*Records shown*
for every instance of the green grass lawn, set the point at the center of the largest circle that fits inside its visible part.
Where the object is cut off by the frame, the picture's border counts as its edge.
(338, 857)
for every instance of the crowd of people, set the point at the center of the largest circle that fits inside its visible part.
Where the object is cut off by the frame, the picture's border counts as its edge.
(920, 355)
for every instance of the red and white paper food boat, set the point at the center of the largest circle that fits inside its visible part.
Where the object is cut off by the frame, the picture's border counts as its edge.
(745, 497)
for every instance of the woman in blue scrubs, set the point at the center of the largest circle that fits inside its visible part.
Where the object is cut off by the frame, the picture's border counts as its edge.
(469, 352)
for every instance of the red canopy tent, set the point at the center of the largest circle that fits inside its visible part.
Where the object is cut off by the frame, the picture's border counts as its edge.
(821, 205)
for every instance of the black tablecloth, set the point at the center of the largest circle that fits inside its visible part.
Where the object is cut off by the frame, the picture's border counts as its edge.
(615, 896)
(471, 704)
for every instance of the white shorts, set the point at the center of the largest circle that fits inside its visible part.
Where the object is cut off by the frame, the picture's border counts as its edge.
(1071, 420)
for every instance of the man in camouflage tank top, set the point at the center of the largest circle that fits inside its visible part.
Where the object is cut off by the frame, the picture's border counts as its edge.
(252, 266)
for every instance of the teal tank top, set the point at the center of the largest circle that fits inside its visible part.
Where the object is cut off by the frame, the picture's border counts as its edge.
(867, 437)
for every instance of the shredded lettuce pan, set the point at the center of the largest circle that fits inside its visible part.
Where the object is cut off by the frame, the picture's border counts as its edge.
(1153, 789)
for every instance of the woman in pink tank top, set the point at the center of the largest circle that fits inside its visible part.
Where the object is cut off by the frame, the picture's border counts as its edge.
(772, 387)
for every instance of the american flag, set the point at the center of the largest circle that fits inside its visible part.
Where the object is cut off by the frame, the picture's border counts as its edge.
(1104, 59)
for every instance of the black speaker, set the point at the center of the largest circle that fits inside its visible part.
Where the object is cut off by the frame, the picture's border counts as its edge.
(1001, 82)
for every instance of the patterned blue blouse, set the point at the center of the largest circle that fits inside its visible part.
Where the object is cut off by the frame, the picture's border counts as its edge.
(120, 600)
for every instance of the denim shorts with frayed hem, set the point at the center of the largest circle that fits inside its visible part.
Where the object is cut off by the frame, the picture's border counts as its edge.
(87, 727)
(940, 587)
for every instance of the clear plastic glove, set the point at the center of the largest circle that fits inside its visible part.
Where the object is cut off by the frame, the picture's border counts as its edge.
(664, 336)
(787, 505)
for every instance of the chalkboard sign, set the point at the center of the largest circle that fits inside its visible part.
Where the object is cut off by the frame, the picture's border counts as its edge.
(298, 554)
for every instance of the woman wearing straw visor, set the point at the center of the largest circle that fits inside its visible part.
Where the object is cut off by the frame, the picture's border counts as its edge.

*Action item*
Please restate, exactly as written, the line that holds "for every instance of the woman in pink" and all remaining lines of the data above, and only those.

*Completed exercise*
for every instance of the woman in pink tank top, set the point at the center of the largest circle that fits inside its visible part.
Where the object is cut off by the frame, the picture's border counts as its edge.
(772, 387)
for every instance of the american flag, set the point at the center of the largest circle that fits inside its visible part.
Where the object is cut off by the frame, the picture's border counts as its edge.
(1104, 59)
for every instance of the black speaker, set the point at the center of the largest circle that fits inside its visible part.
Where the object is cut off by the frame, the picture's border counts as its edge.
(1001, 82)
for every instance of the patterned blue blouse, set the point at the center of the largest circle that fits inside its visible part.
Where the object is cut off by the frame, the picture's border counts as its edge.
(120, 600)
for every instance of the denim shorts with frayed hem, set the point at the center of the largest circle that fits inside its visible part.
Where the object is cut off by the frame, the picture's border counts as its edge.
(87, 727)
(940, 587)
for every instance of the clear plastic glove, set the point at the center of the largest circle that fits inside its visible part.
Where the object is cut off by the frame, the picture's border counts as its edge.
(664, 336)
(787, 505)
for every instance of the chalkboard sign, set the point at the center of the largest circle that fits inside its visible part.
Where the object is cut off by the frame, the picture's border counts as its edge.
(298, 554)
for every instance of the woman wearing straw visor, set the point at the center of the largest circle that fits inside its visible part.
Where the object is cut off by the frame, the picture's border counts as its edge.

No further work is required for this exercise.